_Supplied data_
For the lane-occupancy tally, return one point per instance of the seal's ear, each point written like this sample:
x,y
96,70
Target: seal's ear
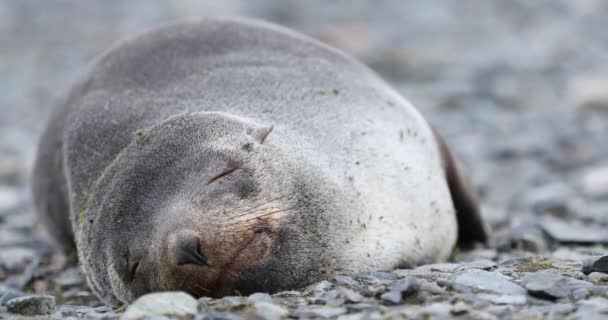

==

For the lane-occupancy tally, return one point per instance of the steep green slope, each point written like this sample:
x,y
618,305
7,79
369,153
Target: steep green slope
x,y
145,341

--

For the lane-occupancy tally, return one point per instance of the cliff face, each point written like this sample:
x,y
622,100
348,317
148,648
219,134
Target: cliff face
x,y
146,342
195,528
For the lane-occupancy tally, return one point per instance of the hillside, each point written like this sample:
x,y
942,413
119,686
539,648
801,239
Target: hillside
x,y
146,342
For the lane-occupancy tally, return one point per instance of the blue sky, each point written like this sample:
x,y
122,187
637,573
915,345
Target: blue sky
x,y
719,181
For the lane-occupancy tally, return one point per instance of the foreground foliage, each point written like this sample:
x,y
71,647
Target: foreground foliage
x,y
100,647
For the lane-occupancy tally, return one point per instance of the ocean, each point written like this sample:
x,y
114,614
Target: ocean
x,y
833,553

_Problem to solve_
Reproduce word for word the lines from the one containing "of the seal's" through the one containing "Target: seal's ear", including both of those lines.

_Complete output_
For the lane-occupancy tally, return one point per instance of the seal's ear, each point written like this sample:
x,y
96,70
Target: seal's ear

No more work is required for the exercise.